» **DATASET EXTRACT**
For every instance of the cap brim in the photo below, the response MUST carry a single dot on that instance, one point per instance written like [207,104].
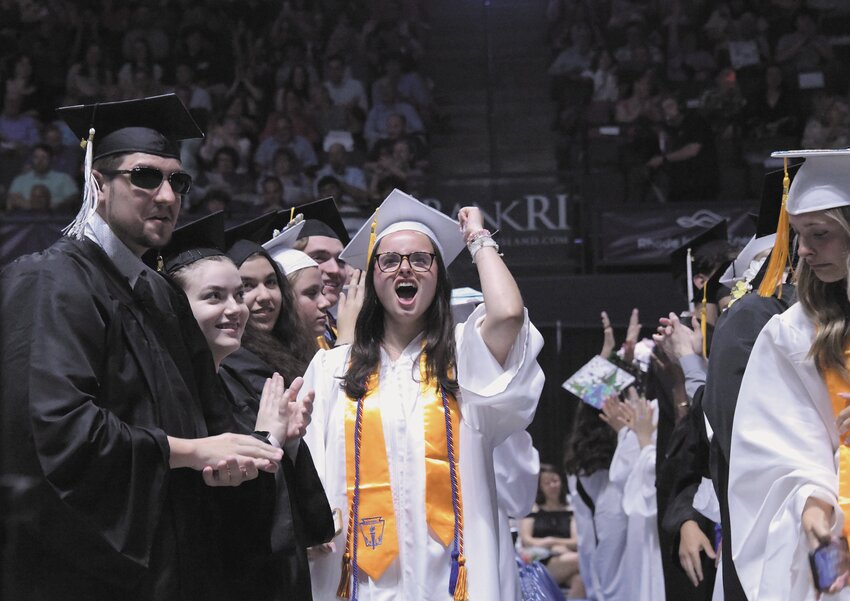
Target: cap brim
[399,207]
---
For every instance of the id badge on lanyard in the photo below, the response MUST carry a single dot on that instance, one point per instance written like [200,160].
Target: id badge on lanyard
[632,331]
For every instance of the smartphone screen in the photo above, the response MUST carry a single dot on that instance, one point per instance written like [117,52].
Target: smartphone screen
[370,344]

» **WHAT YOU NEED TO DO**
Please identify every line in the data above that contains the string "Target", matching its case exactly, and copy each such line in full.

» **THE REPLY**
Target: cap brim
Target: id badge on lanyard
Target: smartphone screen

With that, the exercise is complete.